§ **TEXT SEGMENT**
## Begin

Alan Rabinowitz was on a routine mission deep inside a Burmese jungle when news reached him about the attack. In a nearby camp of rattan gatherers a juvenile elephant had just been set upon by a tiger. The intrepid wildlife expert from New York decided to investigate.
Sure enough, the still-jittery elephant calf had rake-style claw marks on its flank. Mr. Rabinowitz peeled off from his obligatory government escort to track the attacker. Near a bank of thick undergrowth, he had "a gut feeling," he says. "I was looking at the jungle and sensed a presence in there watching me. I don't think it was intuition; it was knowing my animal so well."
He threw a rock into the tall grass. Suddenly there was a mighty rustle, followed by the receding sound of a large animal sprinting through the forest. Closer inspection revealed the fresh pug marks (paw prints) of a tiger having lain in wait.
Rabinowitz was relieved – but not for the reason you or I would have been: He was glad the tiger was there. "When we start bringing the number of tigers up," he says, "they're bound to have run-ins with people." And that's great, he adds, because friskier tigers may testify to a beleaguered species on the rebound – even if that causes problems for villagers in the area.
"I didn't go to Myanmar [Burma] to help people," says Rabinowitz, director of science and exploration for the Wildlife Conservation Society based at the Bronx Zoo who recently passed through Bangkok, after spending two months in Myanmar. "I went there to save tigers."
And save them he does. Ironically, though, that invariably entails helping people. Take Ah Puh, a Lisu hunter expert at trapping tigers in remote northern jungles of Burma. The area is populated by impoverished ethnic minorities who often exchange exotic animal parts with Chinese traders for their most prized commodity: salt.

## End

§ **LIST OF TASKS**
1. In the tiger article, what organization is Rabinowitz director of science and exploration for?
2. Print the passage of the tiger article between "He threw a rock" and "lain in wait.", inclusive.
The material after this point has no connection to the tiger article.

(Dataset records on where objects are located)
## Begin

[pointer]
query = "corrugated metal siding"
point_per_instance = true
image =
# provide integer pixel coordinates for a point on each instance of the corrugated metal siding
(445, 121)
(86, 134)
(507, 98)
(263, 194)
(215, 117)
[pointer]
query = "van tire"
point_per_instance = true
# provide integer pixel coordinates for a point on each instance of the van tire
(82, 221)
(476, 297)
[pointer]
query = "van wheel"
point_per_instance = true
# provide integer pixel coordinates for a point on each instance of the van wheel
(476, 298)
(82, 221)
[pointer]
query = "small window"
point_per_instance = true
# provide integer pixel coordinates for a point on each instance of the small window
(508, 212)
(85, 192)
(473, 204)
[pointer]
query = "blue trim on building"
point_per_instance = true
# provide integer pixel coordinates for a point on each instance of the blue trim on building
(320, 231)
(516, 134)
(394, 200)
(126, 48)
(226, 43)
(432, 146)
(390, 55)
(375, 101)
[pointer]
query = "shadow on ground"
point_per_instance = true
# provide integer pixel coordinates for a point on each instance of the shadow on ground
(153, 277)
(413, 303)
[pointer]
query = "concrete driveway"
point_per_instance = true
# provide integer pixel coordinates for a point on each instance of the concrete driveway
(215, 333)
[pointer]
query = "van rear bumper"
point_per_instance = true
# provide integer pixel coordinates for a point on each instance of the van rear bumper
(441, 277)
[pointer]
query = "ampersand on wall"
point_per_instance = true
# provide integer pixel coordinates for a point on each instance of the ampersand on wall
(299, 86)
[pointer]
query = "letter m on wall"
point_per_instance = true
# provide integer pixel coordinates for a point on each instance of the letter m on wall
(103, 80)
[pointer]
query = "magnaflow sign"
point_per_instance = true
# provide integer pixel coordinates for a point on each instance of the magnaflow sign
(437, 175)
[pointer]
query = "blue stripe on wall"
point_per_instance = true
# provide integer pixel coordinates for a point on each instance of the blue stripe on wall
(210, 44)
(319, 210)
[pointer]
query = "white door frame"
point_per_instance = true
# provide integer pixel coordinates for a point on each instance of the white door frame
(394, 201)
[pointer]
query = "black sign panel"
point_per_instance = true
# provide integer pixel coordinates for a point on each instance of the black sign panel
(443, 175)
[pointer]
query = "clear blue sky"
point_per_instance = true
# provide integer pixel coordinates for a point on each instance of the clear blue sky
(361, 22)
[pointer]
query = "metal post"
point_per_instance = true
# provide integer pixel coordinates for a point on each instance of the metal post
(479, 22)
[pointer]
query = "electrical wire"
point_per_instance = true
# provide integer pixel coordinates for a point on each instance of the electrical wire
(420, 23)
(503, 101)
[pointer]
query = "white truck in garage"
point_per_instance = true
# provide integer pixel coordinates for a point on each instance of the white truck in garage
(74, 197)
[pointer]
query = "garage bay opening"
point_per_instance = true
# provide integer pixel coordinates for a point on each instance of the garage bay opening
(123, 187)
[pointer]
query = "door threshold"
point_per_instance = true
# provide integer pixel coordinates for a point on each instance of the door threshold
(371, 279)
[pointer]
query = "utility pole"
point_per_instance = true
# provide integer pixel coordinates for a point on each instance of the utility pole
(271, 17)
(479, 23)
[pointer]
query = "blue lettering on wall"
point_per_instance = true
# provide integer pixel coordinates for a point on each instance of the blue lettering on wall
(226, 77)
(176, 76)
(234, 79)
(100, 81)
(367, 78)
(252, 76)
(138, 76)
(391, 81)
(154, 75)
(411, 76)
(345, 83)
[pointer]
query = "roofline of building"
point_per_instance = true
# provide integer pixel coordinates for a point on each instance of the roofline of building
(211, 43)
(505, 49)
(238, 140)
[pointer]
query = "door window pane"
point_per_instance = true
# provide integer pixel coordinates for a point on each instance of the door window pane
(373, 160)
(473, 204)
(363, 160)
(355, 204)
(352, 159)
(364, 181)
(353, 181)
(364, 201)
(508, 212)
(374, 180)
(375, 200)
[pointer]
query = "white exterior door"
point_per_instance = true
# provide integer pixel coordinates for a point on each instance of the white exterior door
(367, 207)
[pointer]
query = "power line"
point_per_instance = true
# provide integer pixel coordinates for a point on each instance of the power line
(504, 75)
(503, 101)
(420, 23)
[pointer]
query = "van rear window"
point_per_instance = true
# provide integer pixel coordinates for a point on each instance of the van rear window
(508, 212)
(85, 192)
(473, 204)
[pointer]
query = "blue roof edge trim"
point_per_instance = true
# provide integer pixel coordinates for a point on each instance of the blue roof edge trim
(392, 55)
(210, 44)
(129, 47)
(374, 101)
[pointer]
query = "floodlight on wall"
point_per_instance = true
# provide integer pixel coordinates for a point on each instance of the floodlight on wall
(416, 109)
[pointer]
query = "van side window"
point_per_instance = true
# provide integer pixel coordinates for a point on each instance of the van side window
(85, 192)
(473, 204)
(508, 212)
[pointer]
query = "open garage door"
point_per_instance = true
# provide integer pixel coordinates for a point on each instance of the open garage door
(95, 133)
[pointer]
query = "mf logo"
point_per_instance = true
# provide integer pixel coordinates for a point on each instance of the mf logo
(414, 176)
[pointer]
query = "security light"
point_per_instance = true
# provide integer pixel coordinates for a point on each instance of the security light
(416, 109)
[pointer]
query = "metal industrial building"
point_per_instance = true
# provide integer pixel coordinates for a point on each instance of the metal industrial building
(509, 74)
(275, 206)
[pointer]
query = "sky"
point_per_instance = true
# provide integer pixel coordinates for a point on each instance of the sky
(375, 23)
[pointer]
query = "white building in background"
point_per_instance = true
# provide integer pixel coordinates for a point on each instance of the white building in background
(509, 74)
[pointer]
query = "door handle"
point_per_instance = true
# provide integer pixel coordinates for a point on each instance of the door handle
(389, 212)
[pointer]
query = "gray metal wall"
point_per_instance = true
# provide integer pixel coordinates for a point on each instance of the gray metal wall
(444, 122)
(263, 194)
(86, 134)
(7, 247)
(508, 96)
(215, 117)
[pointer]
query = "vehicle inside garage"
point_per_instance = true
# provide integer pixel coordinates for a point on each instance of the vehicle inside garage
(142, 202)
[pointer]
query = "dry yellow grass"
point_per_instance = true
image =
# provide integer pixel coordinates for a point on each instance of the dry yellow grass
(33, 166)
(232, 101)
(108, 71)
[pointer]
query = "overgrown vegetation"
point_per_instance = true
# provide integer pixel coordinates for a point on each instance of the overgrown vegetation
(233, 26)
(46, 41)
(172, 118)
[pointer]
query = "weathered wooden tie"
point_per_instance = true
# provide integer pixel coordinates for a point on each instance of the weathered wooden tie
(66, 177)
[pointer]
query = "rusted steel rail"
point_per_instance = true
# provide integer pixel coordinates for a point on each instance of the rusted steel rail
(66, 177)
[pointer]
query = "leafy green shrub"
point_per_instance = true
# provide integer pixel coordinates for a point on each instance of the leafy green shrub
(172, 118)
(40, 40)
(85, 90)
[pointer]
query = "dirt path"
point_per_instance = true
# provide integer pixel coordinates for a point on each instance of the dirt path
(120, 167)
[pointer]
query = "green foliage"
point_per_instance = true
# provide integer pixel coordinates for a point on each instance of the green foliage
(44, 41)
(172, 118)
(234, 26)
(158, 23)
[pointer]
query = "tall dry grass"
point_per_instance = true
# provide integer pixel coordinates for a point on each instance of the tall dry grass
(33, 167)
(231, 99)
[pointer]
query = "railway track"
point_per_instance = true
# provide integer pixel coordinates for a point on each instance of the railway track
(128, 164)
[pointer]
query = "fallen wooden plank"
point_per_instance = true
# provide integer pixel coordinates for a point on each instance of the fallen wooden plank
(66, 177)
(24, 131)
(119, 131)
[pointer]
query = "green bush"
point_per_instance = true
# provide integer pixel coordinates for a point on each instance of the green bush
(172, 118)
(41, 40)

## End

§ **SOLUTIONS TO THE EXERCISE**
1. The Wildlife Conservation Society

2.
He threw a rock into the tall grass. Suddenly there was a mighty rustle, followed by the receding sound of a large animal sprinting through the forest. Closer inspection revealed the fresh pug marks (paw prints) of a tiger having lain in wait.